Objective:
Pull every line from the records below and reproduce each one word for word, in the same order.

──────────

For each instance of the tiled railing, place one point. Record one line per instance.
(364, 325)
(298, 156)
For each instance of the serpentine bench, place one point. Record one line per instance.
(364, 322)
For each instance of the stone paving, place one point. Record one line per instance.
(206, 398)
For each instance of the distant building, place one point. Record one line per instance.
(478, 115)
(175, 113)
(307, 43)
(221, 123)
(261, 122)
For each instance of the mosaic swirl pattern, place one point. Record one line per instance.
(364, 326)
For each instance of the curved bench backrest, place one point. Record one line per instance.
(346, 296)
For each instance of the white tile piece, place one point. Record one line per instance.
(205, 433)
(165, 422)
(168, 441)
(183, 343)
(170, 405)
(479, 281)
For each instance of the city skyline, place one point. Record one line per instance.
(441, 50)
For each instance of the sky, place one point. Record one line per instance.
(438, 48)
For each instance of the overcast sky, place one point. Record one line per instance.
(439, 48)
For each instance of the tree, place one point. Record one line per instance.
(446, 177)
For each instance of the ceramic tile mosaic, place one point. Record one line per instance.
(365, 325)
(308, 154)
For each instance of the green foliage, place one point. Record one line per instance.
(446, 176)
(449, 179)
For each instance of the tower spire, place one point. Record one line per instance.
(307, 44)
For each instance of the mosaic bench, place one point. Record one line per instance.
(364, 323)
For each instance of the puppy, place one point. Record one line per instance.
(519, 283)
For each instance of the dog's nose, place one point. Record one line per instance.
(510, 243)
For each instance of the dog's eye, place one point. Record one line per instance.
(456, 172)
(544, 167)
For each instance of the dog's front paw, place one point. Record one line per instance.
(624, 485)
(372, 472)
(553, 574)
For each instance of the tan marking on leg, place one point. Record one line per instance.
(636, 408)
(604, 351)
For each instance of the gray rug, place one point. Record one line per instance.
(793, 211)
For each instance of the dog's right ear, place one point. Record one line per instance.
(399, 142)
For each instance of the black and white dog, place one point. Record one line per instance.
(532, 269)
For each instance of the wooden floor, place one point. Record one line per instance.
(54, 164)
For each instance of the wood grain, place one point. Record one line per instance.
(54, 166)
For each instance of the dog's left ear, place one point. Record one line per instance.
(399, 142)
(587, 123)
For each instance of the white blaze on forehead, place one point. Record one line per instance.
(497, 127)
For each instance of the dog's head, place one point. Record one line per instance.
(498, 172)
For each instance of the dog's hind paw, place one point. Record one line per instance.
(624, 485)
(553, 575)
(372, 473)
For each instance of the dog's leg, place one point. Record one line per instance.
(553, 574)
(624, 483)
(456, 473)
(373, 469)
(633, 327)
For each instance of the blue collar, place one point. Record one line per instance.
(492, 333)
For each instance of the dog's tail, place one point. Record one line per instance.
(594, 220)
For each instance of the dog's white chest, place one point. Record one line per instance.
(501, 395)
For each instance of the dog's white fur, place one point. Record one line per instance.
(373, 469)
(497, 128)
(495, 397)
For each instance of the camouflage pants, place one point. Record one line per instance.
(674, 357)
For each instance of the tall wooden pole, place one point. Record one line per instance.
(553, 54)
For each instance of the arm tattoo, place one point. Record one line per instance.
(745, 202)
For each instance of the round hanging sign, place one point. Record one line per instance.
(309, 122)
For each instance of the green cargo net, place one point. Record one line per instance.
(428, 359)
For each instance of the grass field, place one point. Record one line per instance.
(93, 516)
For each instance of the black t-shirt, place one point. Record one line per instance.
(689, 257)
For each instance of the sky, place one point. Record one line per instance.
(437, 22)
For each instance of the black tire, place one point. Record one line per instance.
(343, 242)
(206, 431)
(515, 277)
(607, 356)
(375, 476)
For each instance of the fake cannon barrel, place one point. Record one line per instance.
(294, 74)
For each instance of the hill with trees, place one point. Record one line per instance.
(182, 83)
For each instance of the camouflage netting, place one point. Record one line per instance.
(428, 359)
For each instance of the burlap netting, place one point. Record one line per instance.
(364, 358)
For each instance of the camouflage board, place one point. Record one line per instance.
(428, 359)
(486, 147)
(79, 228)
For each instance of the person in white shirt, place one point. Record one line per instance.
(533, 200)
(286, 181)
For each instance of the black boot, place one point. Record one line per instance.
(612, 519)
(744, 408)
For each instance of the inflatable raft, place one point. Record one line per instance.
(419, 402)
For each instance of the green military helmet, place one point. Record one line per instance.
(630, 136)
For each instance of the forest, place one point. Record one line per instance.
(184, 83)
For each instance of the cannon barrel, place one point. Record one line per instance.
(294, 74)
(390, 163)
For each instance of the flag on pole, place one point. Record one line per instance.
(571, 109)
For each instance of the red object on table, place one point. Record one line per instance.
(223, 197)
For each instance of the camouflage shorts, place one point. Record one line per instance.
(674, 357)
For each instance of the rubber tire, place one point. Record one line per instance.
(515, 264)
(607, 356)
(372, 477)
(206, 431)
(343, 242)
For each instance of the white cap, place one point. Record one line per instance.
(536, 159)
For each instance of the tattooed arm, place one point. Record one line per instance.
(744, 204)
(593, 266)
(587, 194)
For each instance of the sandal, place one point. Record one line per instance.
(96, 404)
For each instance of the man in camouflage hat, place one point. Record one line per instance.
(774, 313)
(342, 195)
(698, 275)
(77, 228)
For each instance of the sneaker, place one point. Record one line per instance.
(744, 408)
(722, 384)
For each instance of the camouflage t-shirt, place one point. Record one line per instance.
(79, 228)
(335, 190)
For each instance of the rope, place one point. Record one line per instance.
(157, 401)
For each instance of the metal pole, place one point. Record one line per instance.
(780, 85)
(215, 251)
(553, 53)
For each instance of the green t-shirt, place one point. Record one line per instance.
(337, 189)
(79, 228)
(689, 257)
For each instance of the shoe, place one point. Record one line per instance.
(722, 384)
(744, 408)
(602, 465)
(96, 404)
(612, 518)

──────────

Exercise output:
For each instance of the tiled railing, place one point. Record one line per instance.
(364, 325)
(298, 156)
For each instance of the serpentine bench, place one point. Record one line per instance.
(364, 322)
For each instance of the stone paving, place one point. Record one line per instance.
(206, 398)
For each instance of the distant building, place one point. Record one line per instance.
(478, 115)
(175, 113)
(307, 43)
(221, 123)
(261, 122)
For each instance of the mosaic swirl pattern, place one point. Record one line per instance.
(364, 326)
For each instance of the curved bench backrest, place one point. Record one line per instance.
(346, 296)
For each instance of the white tile piece, place one point. Record one line per instance.
(205, 433)
(165, 422)
(168, 441)
(183, 343)
(170, 405)
(479, 281)
For each instance of the city skyline, place one point. Record one line per instance.
(441, 50)
For each instance of the sky, place one point. Record one line per instance.
(438, 48)
For each instance of the overcast sky, place one point. Record one line per instance.
(439, 48)
For each instance of the tree, place one point. Record one line per instance.
(446, 177)
For each instance of the ceramic tile mosaic, place one point. Record one line per instance.
(365, 325)
(308, 154)
For each instance of the green foliage, place one point. Record one line per instance.
(446, 176)
(449, 179)
For each instance of the tower spire, place one point. Record one line per instance.
(307, 44)
For each instance of the mosaic bench, place one point. Record one line per instance.
(364, 323)
For each instance of the puppy, place one point. Record one line per instance.
(519, 283)
For each instance of the dog's nose, place one point. Record one line per instance.
(510, 243)
For each instance of the dog's eye, place one point. Record one line per instance.
(456, 172)
(544, 167)
For each instance of the dog's front paw, place one point. Record one line per instance.
(624, 485)
(372, 472)
(553, 574)
For each instance of the tan marking on leg, place one point. Record one line per instance.
(636, 408)
(604, 351)
For each instance of the gray rug, place one point. Record one line per instance.
(793, 211)
For each instance of the dog's right ear, place one point. Record one line per instance.
(399, 142)
For each instance of the black and white dog, place one point. Record one line per instance.
(532, 269)
For each instance of the wooden floor, place one point. Record one line per instance.
(54, 164)
For each instance of the wood grain, place one point. Record one line per instance.
(54, 166)
For each instance of the dog's left ear, place one point. Record one line per instance.
(399, 142)
(587, 123)
For each instance of the white blaze on forehead, place one point. Record one line per instance.
(497, 127)
For each instance of the dog's head, place one point. Record one line per instance.
(498, 172)
For each instance of the dog's hind paw, place one point. Record one line per instance.
(624, 485)
(553, 575)
(372, 473)
For each instance of the dog's leg, place one point. Record one line per instance.
(553, 574)
(624, 483)
(456, 473)
(373, 469)
(633, 327)
For each instance of the blue collar, place one point. Record one line per instance.
(492, 333)
For each instance of the dog's tail, place one point. Record one line per instance.
(594, 220)
For each instance of the dog's white chest, place one point. Record one line per instance.
(501, 395)
For each instance of the dog's white fur, place one point. Record one line per instance.
(373, 469)
(497, 128)
(495, 397)
For each instance of the camouflage pants, place one point. Record one line per instance.
(674, 357)
For each instance of the tall wooden pole, place one point. Record one line per instance.
(553, 54)
For each instance of the arm tattoo, place one point. Record one line per instance.
(745, 202)
For each instance of the round hanging sign, place one point. Record one line per instance.
(309, 122)
For each instance of the green cargo net, place one point. Record one line per instance.
(428, 359)
For each instance of the grass field, place one point. Record one line per instance.
(93, 516)
For each instance of the black t-shirt, place one point. Record one line per instance.
(689, 257)
For each instance of the sky, place one point. Record one line per instance.
(437, 22)
For each instance of the black tire, place one point. Record one line per instance.
(343, 242)
(206, 431)
(515, 277)
(607, 356)
(375, 476)
For each instance of the fake cannon barrel, place one point. Record one line per instance.
(294, 74)
For each instance of the hill with trees, place one point. Record one line per instance.
(182, 83)
For each instance of the camouflage netting, place one point. Record one line per instance.
(428, 359)
For each instance of the burlap netting, place one point. Record one line per instance.
(364, 358)
For each instance of the camouflage board, place one point. Record one line per instance.
(428, 359)
(486, 147)
(79, 228)
For each instance of the person in white shirt, place one point. Record one line per instance.
(533, 200)
(286, 181)
For each instance of the black boot, place one point. Record one line per instance.
(612, 519)
(744, 408)
For each instance of the inflatable raft, place one point. Record one line per instance.
(419, 402)
For each instance of the green military helmet, place one point. Record one line per instance.
(630, 136)
For each instance of the forest, place one point. Record one line per instance.
(184, 83)
For each instance of the cannon barrel, place one point. Record one line per instance.
(294, 74)
(390, 163)
For each instance of the flag on pole, place one point. Record one line per instance.
(571, 109)
For each instance of the red object on table, place one point. Record one line per instance.
(223, 197)
For each instance of the camouflage shorts, place one point. Record one line per instance.
(674, 357)
For each instance of the rubber tire, place one point. Record one line per instance.
(515, 264)
(607, 356)
(372, 477)
(206, 431)
(343, 242)
For each instance of the white cap, place one point. Record one line per instance.
(536, 159)
For each instance of the tattooed arm, place one point. Record one line per instance.
(744, 204)
(593, 266)
(587, 194)
For each instance of the sandal, place one point. Record one line per instance.
(96, 404)
For each instance of the man in camouflage hat, place one point. Record one line per instance.
(774, 313)
(342, 195)
(698, 275)
(77, 228)
For each instance of the sneaker, place one point. Record one line per instance.
(744, 408)
(722, 384)
For each instance of the camouflage t-shirt, place one point. Record one line per instance.
(79, 228)
(335, 190)
For each instance of the rope, place one point. Record one line per instance.
(157, 401)
For each instance of the metal pole, place one point. Record one line per instance.
(780, 85)
(215, 251)
(553, 53)
For each instance of the green t-shirt, place one point. Record one line per instance.
(337, 189)
(79, 228)
(689, 257)
For each instance of the shoe, place one point. Record one line per instance.
(722, 384)
(744, 408)
(602, 465)
(96, 404)
(612, 518)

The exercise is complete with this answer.